→ **Exercise instructions**:
Which lines below contain the word "instance"? Pull out each one.

→ **Raw records**:
---+---

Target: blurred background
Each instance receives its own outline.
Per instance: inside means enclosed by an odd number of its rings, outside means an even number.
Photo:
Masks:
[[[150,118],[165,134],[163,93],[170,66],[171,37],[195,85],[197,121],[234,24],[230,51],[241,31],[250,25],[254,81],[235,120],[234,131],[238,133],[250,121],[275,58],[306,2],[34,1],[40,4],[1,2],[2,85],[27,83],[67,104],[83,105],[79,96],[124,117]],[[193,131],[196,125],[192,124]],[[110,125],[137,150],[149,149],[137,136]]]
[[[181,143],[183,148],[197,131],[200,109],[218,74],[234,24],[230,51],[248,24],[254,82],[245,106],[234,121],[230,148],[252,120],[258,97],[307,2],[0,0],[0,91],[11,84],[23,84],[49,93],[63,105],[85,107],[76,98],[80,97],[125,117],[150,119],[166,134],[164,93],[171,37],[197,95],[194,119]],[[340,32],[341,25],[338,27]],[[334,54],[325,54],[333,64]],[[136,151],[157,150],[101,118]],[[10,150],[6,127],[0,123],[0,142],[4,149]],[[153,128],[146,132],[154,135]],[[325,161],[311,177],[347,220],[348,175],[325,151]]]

---+---

→ **In response**:
Each instance receives its own outline.
Per instance: inside means enclosed by an odd number of its rings, outside means an even number.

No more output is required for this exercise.